### [The problem]
Pick out every line in the listing below that contains the word "fence", and copy each one unchanged.

### [Image annotation data]

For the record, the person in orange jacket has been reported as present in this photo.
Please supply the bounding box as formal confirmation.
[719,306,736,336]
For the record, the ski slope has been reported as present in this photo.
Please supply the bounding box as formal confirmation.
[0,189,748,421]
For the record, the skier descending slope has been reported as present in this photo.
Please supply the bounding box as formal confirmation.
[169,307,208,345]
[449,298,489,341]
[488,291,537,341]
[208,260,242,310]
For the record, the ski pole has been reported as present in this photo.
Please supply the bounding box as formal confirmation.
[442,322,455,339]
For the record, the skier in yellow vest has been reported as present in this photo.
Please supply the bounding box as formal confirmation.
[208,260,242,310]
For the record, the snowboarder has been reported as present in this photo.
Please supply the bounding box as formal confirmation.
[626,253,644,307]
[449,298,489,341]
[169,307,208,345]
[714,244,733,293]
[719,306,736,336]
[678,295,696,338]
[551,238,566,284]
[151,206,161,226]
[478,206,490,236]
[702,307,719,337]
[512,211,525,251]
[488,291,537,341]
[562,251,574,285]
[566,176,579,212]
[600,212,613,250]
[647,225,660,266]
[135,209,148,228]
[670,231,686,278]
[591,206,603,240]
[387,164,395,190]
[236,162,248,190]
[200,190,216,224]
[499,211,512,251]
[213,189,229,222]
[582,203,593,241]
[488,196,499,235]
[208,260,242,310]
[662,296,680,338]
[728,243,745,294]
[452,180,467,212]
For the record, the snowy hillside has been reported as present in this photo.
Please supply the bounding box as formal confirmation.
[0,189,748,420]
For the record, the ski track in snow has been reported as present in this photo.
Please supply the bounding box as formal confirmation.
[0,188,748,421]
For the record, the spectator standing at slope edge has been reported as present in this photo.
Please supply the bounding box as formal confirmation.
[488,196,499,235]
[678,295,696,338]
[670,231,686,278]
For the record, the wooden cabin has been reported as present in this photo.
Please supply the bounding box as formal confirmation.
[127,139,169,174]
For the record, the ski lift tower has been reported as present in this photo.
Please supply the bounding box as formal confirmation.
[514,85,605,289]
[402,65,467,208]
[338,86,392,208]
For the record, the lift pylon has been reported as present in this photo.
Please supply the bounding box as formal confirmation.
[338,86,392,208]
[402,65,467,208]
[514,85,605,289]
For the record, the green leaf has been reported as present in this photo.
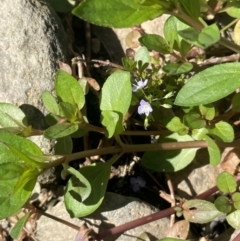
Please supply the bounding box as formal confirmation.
[232,192,240,210]
[72,0,164,28]
[138,34,172,54]
[10,212,32,239]
[163,16,191,57]
[178,24,220,49]
[54,136,73,155]
[179,0,201,19]
[0,133,43,162]
[141,133,197,172]
[174,63,240,106]
[0,177,37,219]
[226,210,240,229]
[166,116,188,135]
[232,92,240,112]
[182,199,222,224]
[198,23,220,48]
[0,162,29,181]
[183,112,206,129]
[205,136,221,166]
[199,104,215,120]
[43,123,78,139]
[100,71,132,116]
[214,196,232,213]
[55,70,85,109]
[226,1,240,18]
[64,162,111,217]
[59,102,78,123]
[13,168,40,193]
[101,110,120,138]
[208,121,234,142]
[42,90,59,115]
[217,171,237,193]
[134,47,150,65]
[63,164,91,202]
[191,127,208,141]
[0,103,27,128]
[163,63,193,75]
[48,0,77,13]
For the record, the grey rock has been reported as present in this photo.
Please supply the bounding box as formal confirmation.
[0,0,67,152]
[92,14,169,64]
[36,193,169,241]
[169,149,221,199]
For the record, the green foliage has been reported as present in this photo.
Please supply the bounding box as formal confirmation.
[164,16,191,57]
[209,121,234,142]
[10,212,32,239]
[174,63,240,106]
[44,123,78,139]
[182,199,222,223]
[42,91,59,115]
[141,133,197,172]
[0,0,240,237]
[139,34,172,54]
[54,136,73,155]
[214,196,232,213]
[178,24,220,49]
[72,0,168,28]
[163,63,193,75]
[100,71,132,138]
[55,70,85,109]
[226,210,240,229]
[217,171,237,193]
[205,136,221,166]
[64,163,111,217]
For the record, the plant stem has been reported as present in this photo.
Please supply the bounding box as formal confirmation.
[95,207,175,240]
[171,9,240,53]
[65,140,240,162]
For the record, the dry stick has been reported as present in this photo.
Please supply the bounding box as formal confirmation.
[95,176,240,241]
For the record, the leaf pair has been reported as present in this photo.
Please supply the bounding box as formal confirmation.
[100,71,132,138]
[64,163,111,217]
[0,133,44,219]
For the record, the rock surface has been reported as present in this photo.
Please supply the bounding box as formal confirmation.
[92,14,169,64]
[36,193,169,241]
[0,0,67,152]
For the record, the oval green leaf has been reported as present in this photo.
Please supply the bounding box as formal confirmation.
[182,199,222,223]
[0,103,27,128]
[64,162,111,217]
[205,136,221,166]
[72,0,163,28]
[138,34,172,54]
[55,70,85,109]
[226,210,240,229]
[208,121,234,142]
[174,63,240,106]
[141,133,197,172]
[232,192,240,210]
[10,212,32,239]
[214,196,232,213]
[54,136,73,155]
[100,71,132,116]
[217,171,237,193]
[42,90,59,115]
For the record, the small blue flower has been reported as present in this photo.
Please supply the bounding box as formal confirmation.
[130,177,146,192]
[138,100,153,116]
[133,79,148,92]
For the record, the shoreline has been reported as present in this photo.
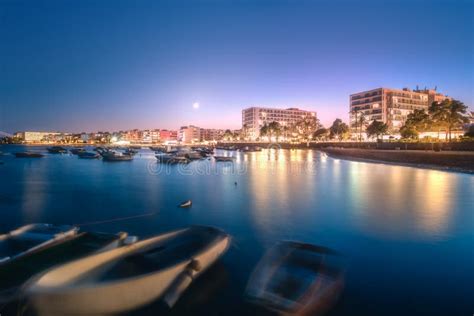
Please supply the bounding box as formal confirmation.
[319,148,474,174]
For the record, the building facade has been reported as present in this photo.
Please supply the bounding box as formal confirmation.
[242,107,316,140]
[349,88,449,133]
[15,131,63,143]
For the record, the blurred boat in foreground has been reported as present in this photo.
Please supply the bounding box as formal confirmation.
[26,226,230,315]
[0,224,79,267]
[14,151,44,158]
[245,241,344,315]
[214,156,235,162]
[0,232,131,303]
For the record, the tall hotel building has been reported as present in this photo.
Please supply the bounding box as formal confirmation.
[350,88,449,132]
[242,107,316,140]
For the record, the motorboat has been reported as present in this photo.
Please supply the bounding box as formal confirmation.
[155,154,190,164]
[69,148,86,155]
[77,151,100,159]
[0,232,131,303]
[179,200,193,208]
[245,241,344,315]
[25,226,230,315]
[14,151,44,158]
[184,151,203,161]
[46,146,67,154]
[0,224,79,267]
[214,156,235,162]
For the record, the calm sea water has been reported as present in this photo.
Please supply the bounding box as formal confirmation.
[0,146,474,315]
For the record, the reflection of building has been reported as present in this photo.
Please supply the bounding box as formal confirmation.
[15,132,62,143]
[178,125,201,144]
[350,88,448,132]
[242,107,316,140]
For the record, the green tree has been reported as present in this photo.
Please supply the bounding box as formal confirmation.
[366,120,388,140]
[446,100,469,141]
[223,129,234,141]
[260,123,269,141]
[329,118,349,141]
[405,109,431,133]
[464,124,474,137]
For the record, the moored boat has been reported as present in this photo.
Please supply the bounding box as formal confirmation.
[0,232,134,303]
[14,151,44,158]
[245,241,344,315]
[26,226,230,315]
[0,224,78,267]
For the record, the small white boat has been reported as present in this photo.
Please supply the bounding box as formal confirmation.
[214,156,235,162]
[179,200,193,208]
[245,241,344,315]
[26,226,230,315]
[0,224,79,266]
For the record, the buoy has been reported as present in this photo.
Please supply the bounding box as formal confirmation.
[179,200,193,207]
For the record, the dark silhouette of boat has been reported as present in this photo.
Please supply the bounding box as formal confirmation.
[46,146,67,154]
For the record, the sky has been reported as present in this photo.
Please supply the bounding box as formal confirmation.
[0,0,474,132]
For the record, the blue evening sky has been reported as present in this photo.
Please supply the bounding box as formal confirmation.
[0,0,474,132]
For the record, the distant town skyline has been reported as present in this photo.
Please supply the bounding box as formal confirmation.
[0,0,474,133]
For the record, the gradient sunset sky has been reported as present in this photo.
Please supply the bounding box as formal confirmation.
[0,0,474,132]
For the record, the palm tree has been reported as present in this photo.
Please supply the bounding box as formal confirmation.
[329,118,349,141]
[428,99,449,138]
[295,114,319,145]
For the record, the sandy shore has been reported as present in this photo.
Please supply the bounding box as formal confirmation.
[321,148,474,173]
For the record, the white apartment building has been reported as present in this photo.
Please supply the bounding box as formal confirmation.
[178,125,201,144]
[242,107,316,140]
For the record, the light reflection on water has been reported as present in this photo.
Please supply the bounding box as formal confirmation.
[0,147,474,315]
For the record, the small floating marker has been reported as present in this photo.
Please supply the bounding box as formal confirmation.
[179,200,193,208]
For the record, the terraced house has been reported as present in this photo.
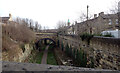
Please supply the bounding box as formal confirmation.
[74,12,120,35]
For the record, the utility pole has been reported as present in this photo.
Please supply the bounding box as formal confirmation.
[87,5,89,20]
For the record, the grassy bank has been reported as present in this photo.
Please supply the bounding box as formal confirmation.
[27,50,43,64]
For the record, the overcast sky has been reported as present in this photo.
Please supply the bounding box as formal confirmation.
[0,0,119,28]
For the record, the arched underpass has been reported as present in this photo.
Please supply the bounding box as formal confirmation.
[32,38,57,65]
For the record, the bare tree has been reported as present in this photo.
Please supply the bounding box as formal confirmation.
[57,21,66,29]
[79,12,92,22]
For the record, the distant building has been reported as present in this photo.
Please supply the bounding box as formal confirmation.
[1,14,12,23]
[74,12,119,35]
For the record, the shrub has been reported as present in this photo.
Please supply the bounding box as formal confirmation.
[61,43,64,51]
[76,49,87,67]
[103,33,114,37]
[80,33,93,45]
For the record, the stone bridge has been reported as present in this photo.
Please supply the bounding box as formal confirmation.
[36,32,57,44]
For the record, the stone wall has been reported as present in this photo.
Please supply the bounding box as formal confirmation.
[2,44,33,62]
[59,35,120,70]
[90,37,120,69]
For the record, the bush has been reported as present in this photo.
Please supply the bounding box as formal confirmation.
[75,49,87,67]
[21,44,25,53]
[80,33,94,45]
[103,33,114,37]
[61,43,64,51]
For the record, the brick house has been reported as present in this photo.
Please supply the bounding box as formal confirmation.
[74,12,119,35]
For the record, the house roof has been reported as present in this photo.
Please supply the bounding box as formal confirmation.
[2,17,10,20]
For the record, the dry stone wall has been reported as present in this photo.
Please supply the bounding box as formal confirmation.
[59,35,120,70]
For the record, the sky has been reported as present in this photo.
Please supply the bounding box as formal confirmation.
[0,0,118,29]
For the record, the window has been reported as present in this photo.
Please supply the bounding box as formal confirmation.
[116,19,118,24]
[109,19,112,25]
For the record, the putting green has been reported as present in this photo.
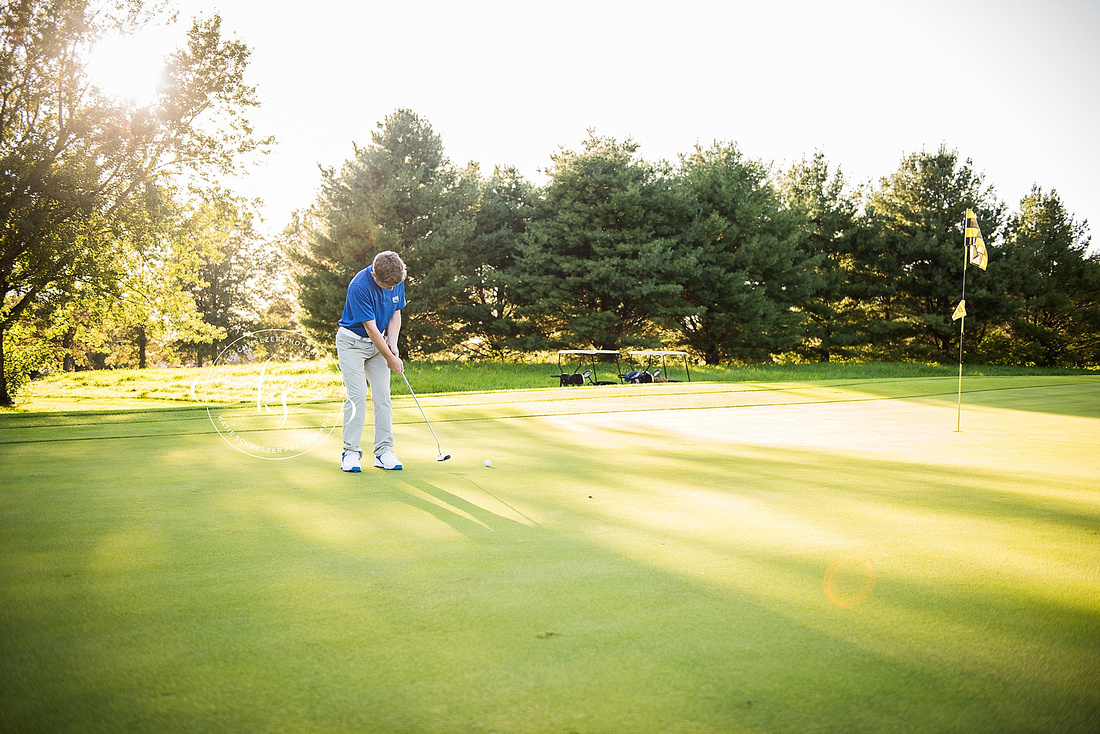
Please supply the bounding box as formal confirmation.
[0,377,1100,732]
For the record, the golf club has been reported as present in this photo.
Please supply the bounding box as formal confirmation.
[402,372,451,461]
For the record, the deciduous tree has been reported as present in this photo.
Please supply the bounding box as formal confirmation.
[0,0,268,405]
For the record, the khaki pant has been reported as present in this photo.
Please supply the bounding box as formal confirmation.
[337,327,394,457]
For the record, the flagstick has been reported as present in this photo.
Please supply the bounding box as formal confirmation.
[955,215,970,434]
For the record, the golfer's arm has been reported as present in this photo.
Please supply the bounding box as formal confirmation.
[386,310,402,354]
[363,319,397,362]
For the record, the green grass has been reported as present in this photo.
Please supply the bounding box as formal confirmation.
[0,370,1100,733]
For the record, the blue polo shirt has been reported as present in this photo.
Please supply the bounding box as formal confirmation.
[340,265,405,337]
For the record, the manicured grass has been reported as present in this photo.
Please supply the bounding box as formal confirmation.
[0,372,1100,733]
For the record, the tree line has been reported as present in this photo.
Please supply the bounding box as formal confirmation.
[285,110,1100,366]
[0,0,1100,405]
[0,0,293,405]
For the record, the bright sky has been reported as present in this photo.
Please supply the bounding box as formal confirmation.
[98,0,1100,247]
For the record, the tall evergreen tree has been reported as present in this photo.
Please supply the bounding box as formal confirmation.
[290,109,477,354]
[856,147,1005,361]
[455,167,536,357]
[780,151,864,362]
[677,144,822,364]
[987,186,1100,366]
[513,133,682,349]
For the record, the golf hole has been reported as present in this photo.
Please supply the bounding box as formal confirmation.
[824,556,875,610]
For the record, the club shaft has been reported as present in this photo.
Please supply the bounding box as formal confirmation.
[402,372,443,456]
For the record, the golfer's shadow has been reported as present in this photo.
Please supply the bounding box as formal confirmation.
[402,475,535,538]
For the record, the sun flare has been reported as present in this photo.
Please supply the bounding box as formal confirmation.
[87,35,164,107]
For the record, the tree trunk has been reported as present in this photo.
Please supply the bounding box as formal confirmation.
[0,329,15,408]
[62,327,76,372]
[138,327,149,370]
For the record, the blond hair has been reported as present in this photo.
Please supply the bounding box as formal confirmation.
[373,250,406,288]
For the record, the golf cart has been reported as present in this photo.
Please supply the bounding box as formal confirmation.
[550,349,622,387]
[619,350,691,384]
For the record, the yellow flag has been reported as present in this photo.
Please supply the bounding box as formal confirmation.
[965,209,989,270]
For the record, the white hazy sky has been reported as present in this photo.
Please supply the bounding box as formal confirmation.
[88,0,1100,239]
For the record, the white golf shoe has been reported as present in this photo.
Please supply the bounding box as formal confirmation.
[340,451,363,471]
[374,449,402,470]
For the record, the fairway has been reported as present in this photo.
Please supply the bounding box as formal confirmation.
[0,376,1100,734]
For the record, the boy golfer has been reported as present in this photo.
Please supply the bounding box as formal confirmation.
[337,251,406,471]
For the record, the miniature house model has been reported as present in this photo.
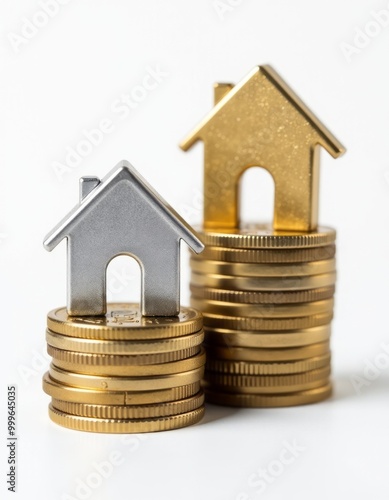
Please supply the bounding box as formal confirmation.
[44,161,203,316]
[181,66,344,231]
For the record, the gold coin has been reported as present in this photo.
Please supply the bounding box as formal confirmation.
[190,257,336,278]
[191,271,336,292]
[49,364,204,392]
[43,372,200,405]
[199,245,336,264]
[51,391,204,420]
[47,345,201,369]
[190,297,334,318]
[205,342,330,363]
[49,405,204,434]
[190,285,335,304]
[205,384,332,408]
[206,353,331,375]
[46,330,204,355]
[197,224,336,249]
[203,313,333,332]
[205,374,331,394]
[47,303,202,340]
[205,325,331,349]
[53,347,205,377]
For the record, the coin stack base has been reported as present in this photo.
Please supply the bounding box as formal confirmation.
[190,225,336,407]
[43,304,205,433]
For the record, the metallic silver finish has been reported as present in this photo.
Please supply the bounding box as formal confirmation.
[79,176,100,203]
[44,161,204,316]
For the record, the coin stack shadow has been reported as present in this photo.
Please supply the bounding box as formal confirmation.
[43,304,205,433]
[190,226,336,407]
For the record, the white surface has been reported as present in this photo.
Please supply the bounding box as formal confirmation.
[0,0,389,500]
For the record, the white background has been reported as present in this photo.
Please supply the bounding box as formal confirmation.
[0,0,389,500]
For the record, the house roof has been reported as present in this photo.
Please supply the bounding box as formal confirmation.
[43,160,204,253]
[180,65,345,158]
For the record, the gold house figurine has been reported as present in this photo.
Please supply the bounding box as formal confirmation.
[180,66,345,232]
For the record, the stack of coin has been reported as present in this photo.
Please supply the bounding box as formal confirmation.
[190,225,336,407]
[43,304,205,433]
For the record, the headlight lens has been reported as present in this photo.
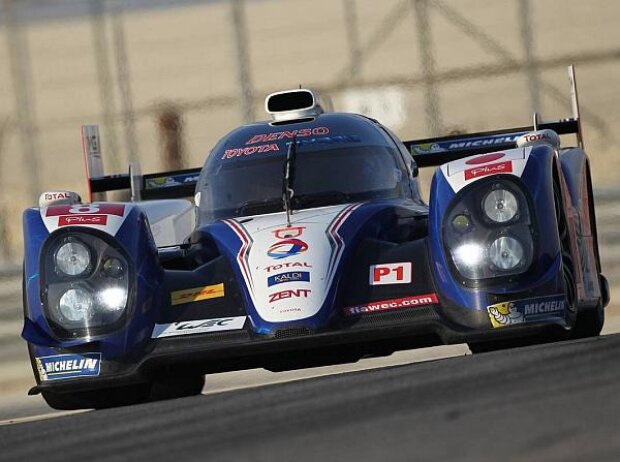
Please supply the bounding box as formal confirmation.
[482,188,519,223]
[42,232,134,338]
[442,178,535,285]
[58,289,93,322]
[489,236,525,271]
[54,241,90,276]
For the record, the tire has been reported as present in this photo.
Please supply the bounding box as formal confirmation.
[41,375,205,411]
[467,180,576,354]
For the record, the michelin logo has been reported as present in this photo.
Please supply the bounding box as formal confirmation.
[487,295,566,328]
[411,132,525,154]
[36,353,101,381]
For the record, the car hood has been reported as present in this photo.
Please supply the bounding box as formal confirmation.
[217,204,361,325]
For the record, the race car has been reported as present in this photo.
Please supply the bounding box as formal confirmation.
[22,68,609,409]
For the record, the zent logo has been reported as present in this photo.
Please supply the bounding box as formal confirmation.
[269,289,311,303]
[369,262,412,286]
[267,239,308,260]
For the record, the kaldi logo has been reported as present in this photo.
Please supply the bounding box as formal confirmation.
[369,262,411,286]
[45,204,125,217]
[269,289,310,303]
[58,215,108,226]
[265,262,312,273]
[465,161,512,181]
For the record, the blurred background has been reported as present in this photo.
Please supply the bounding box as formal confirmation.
[0,0,620,400]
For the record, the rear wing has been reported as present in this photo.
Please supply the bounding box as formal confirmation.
[82,125,201,202]
[404,66,583,167]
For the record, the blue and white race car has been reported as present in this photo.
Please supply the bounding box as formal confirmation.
[22,66,609,409]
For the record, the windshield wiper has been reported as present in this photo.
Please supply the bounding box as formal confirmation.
[235,198,282,216]
[282,136,297,228]
[293,191,352,207]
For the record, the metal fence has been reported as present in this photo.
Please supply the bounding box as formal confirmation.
[0,0,620,267]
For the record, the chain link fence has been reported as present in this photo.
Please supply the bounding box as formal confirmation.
[0,0,620,268]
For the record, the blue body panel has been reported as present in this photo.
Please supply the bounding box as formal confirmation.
[22,114,575,380]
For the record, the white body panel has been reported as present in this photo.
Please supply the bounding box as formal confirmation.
[441,147,532,193]
[224,204,360,322]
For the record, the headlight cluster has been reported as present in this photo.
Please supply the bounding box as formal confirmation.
[42,232,131,338]
[443,180,534,281]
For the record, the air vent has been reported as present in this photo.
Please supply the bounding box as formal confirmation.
[265,89,331,122]
[275,327,312,338]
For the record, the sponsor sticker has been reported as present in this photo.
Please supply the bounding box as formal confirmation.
[369,262,412,286]
[58,215,108,226]
[267,239,308,260]
[222,143,280,159]
[273,226,306,239]
[45,203,125,217]
[170,282,224,306]
[35,353,101,381]
[343,293,439,316]
[151,316,246,338]
[267,271,310,287]
[465,160,512,181]
[465,152,506,165]
[265,261,312,273]
[487,295,566,328]
[245,127,329,145]
[269,289,311,303]
[411,132,527,154]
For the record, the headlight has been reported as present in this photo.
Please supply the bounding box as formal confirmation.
[41,231,134,338]
[442,178,535,285]
[489,236,525,271]
[58,289,93,322]
[482,188,519,223]
[54,241,90,276]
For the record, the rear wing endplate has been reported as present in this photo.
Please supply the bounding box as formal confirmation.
[88,168,201,200]
[404,66,583,167]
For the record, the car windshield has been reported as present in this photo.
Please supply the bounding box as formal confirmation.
[197,146,403,223]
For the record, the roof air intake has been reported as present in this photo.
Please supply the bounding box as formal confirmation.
[265,89,331,122]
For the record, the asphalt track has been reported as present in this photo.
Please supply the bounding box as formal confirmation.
[0,334,620,462]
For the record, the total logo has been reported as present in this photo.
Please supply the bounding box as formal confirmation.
[369,262,412,286]
[257,261,312,273]
[267,226,308,260]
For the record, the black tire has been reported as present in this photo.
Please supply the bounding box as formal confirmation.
[41,376,205,411]
[467,180,576,354]
[570,305,605,339]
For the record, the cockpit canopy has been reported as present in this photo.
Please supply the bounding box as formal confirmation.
[196,113,412,224]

### [Solution]
For the record, the metal fence has been reported as present in this photo.
For the record, the chain link fence has been reported as present in this photo.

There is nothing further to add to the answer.